(Input data begins)
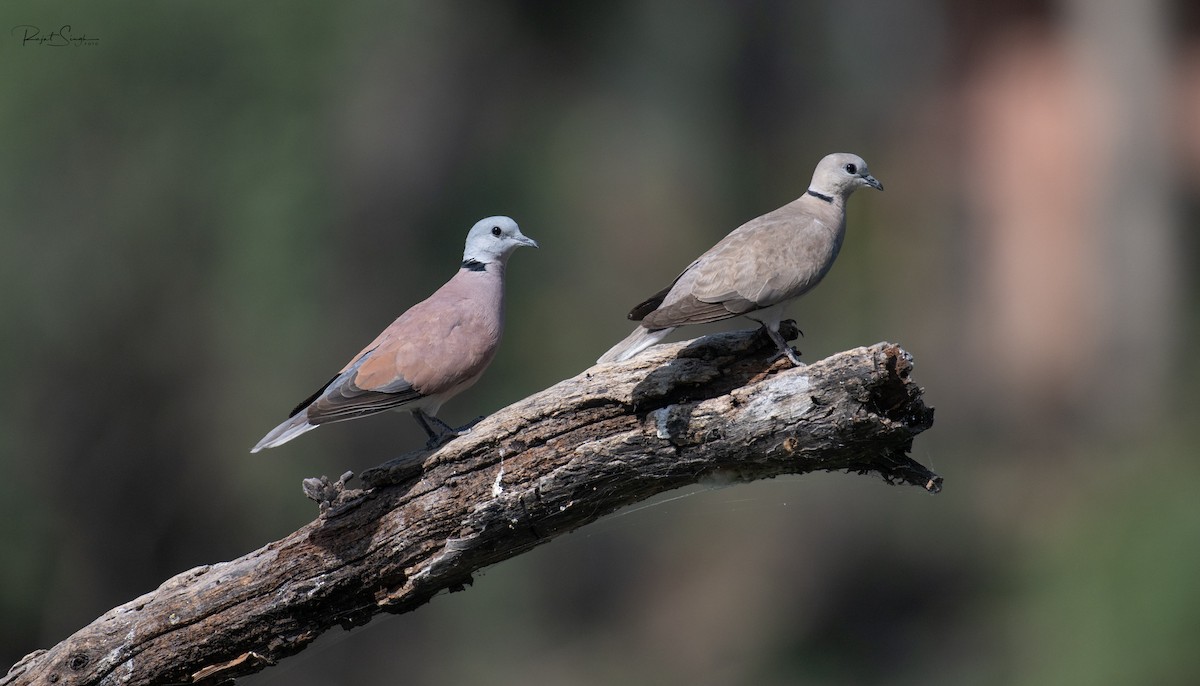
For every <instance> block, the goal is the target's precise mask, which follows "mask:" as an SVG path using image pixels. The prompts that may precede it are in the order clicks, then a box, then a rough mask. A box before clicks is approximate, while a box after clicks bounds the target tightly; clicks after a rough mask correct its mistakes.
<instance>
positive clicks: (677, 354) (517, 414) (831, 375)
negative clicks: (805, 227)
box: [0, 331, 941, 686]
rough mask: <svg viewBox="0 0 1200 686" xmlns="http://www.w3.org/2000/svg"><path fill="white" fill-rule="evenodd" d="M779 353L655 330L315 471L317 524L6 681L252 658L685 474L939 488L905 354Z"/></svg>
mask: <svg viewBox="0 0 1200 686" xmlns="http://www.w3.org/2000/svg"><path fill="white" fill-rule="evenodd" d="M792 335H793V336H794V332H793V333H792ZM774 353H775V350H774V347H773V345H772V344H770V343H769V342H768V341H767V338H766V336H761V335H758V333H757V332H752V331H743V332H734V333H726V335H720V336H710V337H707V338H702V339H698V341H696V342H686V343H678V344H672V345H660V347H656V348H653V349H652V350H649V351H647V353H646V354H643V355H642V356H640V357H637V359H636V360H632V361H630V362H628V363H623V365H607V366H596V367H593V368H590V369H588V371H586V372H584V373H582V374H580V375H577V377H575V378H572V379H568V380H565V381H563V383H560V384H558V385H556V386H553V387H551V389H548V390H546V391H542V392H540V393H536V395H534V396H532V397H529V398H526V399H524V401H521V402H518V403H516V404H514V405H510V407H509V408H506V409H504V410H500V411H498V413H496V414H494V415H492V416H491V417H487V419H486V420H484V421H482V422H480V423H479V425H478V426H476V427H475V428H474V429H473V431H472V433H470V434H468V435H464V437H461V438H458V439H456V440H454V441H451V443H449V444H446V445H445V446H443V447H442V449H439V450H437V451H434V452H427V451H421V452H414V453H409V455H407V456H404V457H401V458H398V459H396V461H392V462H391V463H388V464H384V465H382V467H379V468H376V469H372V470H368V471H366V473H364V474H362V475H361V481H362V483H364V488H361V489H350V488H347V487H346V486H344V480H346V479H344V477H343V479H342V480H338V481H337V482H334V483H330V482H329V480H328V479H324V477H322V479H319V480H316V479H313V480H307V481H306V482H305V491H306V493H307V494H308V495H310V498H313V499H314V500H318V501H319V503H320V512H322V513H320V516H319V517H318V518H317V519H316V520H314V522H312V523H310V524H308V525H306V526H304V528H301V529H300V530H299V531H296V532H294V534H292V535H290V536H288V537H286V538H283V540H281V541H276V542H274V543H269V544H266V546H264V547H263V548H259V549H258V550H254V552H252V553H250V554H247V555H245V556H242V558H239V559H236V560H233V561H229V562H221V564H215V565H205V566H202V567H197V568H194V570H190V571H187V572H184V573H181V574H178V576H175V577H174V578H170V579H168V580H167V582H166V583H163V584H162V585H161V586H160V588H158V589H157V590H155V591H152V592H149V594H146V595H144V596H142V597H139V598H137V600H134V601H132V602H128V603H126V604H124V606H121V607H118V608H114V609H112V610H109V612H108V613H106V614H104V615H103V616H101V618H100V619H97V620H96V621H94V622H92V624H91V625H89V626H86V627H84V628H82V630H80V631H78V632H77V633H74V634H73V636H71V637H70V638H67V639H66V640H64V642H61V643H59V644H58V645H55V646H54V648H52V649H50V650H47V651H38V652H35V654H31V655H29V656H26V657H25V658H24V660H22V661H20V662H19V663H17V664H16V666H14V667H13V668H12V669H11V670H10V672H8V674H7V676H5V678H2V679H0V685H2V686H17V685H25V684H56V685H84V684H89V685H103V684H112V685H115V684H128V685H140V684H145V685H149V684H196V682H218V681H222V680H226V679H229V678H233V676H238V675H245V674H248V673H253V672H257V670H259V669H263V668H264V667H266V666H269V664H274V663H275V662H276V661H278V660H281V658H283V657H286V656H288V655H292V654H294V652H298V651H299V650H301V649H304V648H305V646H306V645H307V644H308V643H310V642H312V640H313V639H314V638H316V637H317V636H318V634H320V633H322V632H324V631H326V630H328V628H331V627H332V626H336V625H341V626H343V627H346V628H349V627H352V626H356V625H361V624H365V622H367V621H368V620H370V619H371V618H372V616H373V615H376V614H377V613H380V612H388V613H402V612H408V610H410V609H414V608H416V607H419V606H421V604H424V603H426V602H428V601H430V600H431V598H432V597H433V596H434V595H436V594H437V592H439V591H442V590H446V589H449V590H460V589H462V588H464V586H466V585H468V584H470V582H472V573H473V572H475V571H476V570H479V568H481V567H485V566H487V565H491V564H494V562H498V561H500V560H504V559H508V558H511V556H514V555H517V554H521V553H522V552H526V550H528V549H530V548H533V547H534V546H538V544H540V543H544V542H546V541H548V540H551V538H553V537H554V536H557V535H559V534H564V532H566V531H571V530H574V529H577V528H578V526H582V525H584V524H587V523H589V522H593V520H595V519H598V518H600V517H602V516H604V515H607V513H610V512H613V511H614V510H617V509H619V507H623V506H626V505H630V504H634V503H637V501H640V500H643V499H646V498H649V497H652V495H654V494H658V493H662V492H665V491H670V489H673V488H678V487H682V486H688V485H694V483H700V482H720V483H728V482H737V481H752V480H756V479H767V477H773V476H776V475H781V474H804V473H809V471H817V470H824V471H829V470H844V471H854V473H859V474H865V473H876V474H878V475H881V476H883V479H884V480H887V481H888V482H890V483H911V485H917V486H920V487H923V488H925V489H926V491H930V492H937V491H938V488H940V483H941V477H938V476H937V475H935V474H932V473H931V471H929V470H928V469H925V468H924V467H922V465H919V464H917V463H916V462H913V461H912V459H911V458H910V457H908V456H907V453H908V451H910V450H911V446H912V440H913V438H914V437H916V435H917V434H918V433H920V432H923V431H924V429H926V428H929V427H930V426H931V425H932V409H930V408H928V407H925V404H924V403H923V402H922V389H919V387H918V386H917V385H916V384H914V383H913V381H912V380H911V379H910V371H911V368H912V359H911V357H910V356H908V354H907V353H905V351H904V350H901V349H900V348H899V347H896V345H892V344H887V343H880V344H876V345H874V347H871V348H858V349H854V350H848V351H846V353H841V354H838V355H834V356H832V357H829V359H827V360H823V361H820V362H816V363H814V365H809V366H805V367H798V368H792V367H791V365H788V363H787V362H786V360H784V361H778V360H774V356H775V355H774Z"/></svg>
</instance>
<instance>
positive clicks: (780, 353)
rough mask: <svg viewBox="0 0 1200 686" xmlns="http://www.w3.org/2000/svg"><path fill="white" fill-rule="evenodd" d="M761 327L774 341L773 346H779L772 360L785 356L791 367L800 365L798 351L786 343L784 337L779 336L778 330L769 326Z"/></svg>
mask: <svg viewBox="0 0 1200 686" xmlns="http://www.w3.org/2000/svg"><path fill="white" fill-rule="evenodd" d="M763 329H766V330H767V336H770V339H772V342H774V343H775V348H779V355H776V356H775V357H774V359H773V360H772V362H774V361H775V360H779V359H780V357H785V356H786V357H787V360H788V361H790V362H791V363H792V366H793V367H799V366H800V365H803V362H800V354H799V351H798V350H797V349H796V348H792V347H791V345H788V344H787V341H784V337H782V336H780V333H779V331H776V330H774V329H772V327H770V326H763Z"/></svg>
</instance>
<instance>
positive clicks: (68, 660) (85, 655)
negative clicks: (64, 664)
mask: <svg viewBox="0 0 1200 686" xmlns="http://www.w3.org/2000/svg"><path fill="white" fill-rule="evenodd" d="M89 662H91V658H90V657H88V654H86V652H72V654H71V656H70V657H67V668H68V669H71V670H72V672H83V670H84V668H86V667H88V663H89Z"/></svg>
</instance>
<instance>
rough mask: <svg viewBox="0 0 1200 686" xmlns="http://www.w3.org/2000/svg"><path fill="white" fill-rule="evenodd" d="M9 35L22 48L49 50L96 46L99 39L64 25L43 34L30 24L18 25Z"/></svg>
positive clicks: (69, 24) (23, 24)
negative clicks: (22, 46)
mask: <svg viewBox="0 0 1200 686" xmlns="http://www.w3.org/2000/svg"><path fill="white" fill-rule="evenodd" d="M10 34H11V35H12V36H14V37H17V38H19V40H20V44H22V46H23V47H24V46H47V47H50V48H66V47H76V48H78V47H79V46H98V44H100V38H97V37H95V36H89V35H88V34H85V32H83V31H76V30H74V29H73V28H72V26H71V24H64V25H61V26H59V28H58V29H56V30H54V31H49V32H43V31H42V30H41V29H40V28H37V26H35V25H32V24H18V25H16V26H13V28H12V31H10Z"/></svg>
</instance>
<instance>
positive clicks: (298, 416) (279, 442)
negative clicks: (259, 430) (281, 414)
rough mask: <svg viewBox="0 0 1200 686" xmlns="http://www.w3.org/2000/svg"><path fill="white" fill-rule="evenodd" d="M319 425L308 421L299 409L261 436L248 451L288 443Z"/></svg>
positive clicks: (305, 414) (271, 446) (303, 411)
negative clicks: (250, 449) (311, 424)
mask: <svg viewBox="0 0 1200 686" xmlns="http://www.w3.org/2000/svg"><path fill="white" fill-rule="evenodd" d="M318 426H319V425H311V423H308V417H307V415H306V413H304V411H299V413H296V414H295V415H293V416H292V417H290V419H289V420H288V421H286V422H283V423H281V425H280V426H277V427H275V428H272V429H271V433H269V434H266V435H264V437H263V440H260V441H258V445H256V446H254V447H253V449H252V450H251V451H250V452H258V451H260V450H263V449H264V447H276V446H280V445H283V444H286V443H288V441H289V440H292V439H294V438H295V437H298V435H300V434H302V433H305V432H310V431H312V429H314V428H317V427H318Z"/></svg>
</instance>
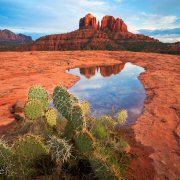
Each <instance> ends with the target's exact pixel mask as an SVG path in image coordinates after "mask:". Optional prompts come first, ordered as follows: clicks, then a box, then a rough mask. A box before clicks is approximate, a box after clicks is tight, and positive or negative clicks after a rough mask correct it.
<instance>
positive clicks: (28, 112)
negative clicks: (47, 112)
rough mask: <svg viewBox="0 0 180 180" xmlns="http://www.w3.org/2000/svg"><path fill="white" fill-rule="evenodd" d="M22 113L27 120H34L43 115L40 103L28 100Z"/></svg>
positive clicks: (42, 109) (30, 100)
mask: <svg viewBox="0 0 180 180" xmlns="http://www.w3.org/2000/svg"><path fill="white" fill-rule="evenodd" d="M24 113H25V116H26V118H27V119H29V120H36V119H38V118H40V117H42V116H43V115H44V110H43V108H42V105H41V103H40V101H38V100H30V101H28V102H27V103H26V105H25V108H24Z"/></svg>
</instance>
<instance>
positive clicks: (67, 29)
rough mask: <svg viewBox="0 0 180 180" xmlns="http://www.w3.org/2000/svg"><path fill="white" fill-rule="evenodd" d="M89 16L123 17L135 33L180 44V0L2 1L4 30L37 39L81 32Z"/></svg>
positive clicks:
(Input data ends)
== Directive ==
Can you gather every line of the records that contains the word "which" and copy each one out in full?

== Solution below ==
For every <instance> block, the goal is the target's precise mask, which follows "mask:" as an SVG path using image pixels. The prompts that may precede it are in the order clicks, then a box, then a rough mask. A box before clicks is approximate, while a box after clicks bounds the target tightly; clicks after a rough mask correct its mistakes.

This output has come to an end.